▶ [Work to be completed]: Write out the listing as a numbered list with blank lines omitted, from its first line through the line containing "[[[0,20],[256,18],[255,0],[0,0]]]", both included.

▶ [Records supplied]:

"""

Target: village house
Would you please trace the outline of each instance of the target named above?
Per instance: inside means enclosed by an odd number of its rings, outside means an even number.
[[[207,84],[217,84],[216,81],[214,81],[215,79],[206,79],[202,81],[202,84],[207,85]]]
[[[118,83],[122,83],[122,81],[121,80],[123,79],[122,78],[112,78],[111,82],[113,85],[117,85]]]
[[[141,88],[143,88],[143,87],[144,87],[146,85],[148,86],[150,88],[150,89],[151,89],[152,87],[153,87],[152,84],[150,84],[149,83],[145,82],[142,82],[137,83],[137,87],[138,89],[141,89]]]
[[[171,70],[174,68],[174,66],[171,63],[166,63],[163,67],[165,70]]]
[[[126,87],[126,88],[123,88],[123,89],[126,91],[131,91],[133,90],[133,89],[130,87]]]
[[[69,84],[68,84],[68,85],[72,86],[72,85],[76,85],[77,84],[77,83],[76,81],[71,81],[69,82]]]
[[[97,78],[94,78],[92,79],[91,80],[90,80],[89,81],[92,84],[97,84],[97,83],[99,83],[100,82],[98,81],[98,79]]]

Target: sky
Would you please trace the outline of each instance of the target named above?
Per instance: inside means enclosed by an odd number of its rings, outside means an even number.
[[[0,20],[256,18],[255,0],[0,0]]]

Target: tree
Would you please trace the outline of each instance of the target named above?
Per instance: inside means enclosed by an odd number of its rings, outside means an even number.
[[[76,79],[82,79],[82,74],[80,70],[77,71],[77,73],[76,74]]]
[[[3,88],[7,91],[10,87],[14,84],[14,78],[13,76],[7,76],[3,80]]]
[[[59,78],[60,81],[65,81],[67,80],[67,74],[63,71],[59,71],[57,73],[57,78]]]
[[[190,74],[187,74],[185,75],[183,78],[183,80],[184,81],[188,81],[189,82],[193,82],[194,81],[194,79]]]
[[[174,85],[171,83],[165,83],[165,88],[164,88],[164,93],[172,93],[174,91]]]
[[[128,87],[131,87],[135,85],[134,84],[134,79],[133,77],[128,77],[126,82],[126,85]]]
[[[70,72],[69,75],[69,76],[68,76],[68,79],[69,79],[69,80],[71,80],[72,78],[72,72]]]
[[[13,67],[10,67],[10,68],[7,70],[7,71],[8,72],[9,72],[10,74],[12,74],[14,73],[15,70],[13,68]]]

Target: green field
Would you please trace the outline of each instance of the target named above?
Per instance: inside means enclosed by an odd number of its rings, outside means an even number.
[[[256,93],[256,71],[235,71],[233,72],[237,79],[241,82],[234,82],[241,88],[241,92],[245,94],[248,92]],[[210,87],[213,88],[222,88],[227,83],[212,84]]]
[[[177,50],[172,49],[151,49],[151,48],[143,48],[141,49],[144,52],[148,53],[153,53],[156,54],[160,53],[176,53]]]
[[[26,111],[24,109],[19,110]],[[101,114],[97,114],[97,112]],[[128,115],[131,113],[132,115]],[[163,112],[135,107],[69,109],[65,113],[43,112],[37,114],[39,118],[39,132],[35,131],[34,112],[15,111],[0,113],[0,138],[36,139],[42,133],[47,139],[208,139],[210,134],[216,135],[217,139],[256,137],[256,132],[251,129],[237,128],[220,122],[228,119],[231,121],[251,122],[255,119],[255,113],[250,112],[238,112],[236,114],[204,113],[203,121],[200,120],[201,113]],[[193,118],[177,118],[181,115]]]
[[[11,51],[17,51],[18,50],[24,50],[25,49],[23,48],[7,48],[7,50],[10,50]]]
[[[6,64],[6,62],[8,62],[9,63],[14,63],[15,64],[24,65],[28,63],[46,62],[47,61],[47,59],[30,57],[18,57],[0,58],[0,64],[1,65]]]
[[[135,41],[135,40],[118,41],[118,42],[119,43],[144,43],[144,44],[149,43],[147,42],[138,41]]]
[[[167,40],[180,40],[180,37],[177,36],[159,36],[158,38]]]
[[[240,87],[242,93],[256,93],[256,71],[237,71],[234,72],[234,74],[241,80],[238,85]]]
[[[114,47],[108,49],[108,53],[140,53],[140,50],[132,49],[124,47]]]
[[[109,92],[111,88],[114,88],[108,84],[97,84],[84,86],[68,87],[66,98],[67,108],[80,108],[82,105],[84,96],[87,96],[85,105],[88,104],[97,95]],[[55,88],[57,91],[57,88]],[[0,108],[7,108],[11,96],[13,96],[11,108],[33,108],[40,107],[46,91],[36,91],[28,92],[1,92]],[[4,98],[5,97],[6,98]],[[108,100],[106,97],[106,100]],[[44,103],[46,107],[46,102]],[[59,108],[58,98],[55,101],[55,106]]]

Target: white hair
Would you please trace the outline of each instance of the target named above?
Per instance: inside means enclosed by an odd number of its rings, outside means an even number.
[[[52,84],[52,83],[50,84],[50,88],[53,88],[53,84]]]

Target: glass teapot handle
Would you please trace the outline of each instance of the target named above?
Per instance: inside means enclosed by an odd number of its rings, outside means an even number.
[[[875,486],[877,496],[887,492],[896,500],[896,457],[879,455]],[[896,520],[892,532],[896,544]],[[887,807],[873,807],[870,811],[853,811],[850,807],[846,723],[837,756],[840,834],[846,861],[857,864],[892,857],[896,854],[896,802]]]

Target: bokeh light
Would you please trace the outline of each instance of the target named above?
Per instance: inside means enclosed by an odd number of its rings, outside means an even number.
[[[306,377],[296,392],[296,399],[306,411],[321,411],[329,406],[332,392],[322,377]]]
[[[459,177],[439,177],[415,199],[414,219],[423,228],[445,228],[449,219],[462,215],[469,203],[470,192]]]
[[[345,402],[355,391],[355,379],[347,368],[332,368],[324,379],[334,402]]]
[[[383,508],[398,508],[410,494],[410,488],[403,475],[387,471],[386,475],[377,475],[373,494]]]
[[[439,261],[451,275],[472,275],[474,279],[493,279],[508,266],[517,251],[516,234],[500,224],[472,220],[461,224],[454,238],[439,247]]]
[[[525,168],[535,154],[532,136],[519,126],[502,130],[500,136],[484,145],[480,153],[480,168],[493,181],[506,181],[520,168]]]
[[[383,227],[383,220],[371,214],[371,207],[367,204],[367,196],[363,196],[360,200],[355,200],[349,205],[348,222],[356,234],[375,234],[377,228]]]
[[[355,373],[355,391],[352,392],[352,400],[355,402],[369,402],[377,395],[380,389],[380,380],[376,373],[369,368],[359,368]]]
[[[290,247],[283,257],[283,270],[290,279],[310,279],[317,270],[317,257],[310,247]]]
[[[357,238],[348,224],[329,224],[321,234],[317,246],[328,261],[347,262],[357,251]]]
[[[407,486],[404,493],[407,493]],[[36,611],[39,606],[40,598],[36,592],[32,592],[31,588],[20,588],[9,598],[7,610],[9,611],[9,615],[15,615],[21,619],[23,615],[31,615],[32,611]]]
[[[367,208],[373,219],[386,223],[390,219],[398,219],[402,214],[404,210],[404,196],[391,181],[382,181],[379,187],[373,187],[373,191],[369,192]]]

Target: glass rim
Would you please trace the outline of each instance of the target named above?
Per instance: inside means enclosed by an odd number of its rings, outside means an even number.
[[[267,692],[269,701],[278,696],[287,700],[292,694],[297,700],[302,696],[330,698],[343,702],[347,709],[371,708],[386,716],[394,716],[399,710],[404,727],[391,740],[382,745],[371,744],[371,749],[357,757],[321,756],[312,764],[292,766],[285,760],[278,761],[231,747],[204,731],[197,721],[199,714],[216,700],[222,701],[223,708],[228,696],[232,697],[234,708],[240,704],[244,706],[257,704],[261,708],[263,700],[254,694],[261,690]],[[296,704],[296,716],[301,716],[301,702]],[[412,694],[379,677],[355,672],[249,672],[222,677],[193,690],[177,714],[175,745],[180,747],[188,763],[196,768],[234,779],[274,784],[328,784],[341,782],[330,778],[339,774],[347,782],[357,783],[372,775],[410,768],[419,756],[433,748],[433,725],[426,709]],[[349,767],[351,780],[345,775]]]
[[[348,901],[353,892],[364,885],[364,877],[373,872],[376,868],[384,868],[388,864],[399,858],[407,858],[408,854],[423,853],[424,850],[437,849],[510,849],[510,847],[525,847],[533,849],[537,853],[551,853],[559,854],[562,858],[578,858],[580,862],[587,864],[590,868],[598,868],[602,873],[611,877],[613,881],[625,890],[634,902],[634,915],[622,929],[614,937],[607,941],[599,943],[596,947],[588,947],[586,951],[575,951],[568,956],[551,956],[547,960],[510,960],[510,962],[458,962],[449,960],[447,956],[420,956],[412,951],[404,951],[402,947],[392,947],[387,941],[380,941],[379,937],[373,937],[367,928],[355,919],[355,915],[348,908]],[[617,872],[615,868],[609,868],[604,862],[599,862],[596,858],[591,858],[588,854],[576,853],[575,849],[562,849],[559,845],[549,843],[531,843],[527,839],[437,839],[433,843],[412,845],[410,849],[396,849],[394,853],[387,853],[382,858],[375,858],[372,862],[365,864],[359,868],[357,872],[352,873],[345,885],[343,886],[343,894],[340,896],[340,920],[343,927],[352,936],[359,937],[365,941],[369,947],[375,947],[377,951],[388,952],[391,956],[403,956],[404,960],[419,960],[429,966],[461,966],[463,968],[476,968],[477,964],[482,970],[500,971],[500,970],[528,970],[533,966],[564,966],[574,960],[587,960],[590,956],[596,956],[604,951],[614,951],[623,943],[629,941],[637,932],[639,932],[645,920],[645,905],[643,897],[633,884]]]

"""

▶ [Reply to the task]:
1. Target: village house
2. Would you please trace the outline of each instance of the target named above?
3. Per instance: inside means enclosed by an odd number of its rings, outside means an even number.
4. [[[207,84],[217,84],[216,81],[214,81],[215,79],[206,79],[202,81],[202,84],[207,85]]]
5. [[[118,83],[122,83],[122,81],[121,80],[123,79],[122,78],[112,78],[111,82],[113,85],[117,85]]]
6. [[[141,88],[143,88],[143,87],[144,87],[146,85],[148,86],[150,88],[150,89],[151,89],[152,87],[153,87],[152,84],[150,84],[149,83],[145,82],[142,82],[137,83],[137,87],[138,89],[141,89]]]
7. [[[171,70],[174,68],[174,66],[171,63],[166,63],[163,67],[165,70]]]
8. [[[126,87],[126,88],[123,88],[123,89],[126,91],[131,91],[133,90],[133,89],[130,87]]]
9. [[[69,84],[68,84],[68,85],[72,86],[72,85],[76,85],[77,84],[77,83],[76,81],[71,81],[69,82]]]
10. [[[97,78],[94,78],[92,79],[91,80],[90,80],[89,81],[92,84],[97,84],[97,83],[99,83],[100,82],[98,81],[98,79]]]
11. Target: sky
12. Would you please trace the outline of each instance of the target named above?
13. Per instance: inside means enclosed by an odd number of its rings, outside means an even number.
14. [[[0,20],[256,18],[255,0],[0,0]]]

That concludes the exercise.